* **EXERCISE**:
Copy each line of the data beneath in which the word "Would" appears.

* **AVAILABLE RECORDS**:
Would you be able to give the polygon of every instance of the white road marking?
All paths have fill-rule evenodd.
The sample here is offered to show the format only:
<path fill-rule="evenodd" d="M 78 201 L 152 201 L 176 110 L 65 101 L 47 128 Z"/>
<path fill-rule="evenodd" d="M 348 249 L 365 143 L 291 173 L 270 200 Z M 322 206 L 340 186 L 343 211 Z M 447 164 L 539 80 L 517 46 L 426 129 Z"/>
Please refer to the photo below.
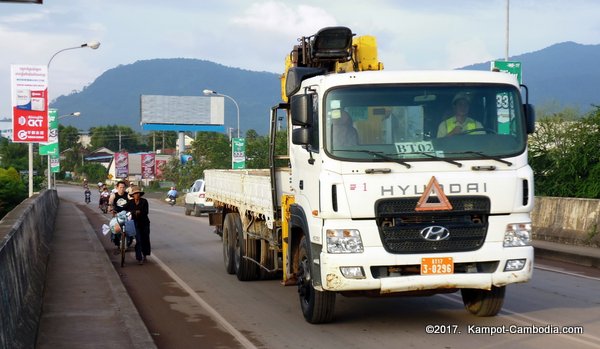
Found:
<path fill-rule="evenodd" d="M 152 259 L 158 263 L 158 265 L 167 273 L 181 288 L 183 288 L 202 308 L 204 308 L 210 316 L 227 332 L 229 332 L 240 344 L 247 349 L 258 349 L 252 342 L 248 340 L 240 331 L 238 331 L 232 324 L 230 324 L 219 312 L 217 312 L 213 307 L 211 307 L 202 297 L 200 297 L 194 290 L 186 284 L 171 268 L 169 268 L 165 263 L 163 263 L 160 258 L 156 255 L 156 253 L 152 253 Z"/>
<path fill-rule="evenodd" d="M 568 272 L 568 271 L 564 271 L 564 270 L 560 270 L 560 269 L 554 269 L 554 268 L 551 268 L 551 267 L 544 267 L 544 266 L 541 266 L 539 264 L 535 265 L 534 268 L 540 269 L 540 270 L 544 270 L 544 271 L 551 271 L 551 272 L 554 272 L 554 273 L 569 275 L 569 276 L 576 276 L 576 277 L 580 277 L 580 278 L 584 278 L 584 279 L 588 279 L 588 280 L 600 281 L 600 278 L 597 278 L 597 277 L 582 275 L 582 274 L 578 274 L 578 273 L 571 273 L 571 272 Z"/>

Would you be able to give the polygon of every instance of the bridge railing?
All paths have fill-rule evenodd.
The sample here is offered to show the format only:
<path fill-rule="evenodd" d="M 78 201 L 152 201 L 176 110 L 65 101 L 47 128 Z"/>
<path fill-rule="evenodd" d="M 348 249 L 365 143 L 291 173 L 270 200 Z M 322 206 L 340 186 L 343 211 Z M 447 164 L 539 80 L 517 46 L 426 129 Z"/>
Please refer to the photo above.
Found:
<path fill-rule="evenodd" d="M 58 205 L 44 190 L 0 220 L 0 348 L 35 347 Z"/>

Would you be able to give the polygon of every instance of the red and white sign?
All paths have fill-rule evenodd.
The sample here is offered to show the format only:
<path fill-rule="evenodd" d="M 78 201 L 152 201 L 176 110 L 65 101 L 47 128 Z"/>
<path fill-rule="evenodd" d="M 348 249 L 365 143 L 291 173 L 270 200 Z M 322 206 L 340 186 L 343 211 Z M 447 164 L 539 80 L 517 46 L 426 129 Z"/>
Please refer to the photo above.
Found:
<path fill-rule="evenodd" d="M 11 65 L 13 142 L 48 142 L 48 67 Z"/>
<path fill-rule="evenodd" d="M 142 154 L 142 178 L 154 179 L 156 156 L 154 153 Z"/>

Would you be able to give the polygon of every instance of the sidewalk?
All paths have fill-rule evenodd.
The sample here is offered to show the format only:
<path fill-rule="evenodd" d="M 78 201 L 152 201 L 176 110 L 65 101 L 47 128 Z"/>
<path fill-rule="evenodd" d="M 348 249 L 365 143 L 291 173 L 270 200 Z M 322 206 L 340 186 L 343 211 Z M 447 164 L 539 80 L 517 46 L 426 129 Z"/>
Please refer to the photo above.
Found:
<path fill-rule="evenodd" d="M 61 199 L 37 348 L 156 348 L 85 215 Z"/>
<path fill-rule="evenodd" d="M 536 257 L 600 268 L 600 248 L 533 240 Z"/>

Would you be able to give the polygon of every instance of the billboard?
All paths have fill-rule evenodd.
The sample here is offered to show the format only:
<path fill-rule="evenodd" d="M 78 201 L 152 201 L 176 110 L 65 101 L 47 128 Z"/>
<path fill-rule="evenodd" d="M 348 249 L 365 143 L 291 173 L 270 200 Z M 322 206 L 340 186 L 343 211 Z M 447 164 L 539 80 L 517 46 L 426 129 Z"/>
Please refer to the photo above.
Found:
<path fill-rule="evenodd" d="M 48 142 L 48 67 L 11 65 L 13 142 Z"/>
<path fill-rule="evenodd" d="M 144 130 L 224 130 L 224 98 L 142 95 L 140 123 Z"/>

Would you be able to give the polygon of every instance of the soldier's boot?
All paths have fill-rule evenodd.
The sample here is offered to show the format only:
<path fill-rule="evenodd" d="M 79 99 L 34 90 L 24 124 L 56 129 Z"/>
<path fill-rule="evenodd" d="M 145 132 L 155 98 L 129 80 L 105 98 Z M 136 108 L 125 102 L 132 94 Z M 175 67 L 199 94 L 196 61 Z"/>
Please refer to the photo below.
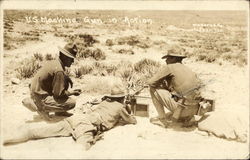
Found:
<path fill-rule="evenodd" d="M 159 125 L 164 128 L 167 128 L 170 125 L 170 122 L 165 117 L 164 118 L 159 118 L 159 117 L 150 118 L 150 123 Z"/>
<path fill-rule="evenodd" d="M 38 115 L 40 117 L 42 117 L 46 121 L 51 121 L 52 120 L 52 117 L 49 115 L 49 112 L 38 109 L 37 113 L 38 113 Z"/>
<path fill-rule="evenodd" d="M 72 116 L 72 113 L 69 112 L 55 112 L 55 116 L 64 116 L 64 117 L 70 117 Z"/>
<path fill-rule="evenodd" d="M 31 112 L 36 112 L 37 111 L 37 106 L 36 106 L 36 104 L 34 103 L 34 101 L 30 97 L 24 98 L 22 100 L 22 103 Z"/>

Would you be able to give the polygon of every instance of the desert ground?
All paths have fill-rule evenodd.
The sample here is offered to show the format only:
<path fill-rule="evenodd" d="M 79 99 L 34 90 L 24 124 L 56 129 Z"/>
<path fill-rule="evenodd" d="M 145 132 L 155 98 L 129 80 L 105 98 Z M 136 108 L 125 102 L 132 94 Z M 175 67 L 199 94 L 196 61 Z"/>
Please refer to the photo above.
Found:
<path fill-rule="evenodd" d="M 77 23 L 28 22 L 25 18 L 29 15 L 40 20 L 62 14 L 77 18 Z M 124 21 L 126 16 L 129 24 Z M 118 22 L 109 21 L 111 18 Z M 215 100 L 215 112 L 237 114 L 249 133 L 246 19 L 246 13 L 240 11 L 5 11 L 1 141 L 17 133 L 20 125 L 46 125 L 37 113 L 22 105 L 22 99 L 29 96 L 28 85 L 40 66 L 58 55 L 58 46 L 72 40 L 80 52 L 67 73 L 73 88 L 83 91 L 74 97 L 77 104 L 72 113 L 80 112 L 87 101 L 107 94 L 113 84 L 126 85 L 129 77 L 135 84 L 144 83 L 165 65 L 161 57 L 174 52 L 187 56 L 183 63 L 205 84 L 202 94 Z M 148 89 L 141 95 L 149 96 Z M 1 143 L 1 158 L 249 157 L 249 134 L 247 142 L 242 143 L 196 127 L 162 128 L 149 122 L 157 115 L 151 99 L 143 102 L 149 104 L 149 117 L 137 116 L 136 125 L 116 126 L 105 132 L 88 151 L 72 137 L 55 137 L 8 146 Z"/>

* **EXERCISE ANSWER**:
Would you be able to give the polygon of every instance of the white road marking?
Would you be able to give the polygon of every instance of the bridge railing?
Would you be able to give the polygon of every instance of the red and white sign?
Would you be able to give the polygon of every instance of the sidewalk?
Would you be able to give the polygon of every instance of the billboard?
Would you be able to give the polygon of every instance of the soldier's boot?
Would you be able to give the polygon of every instance of the desert ground?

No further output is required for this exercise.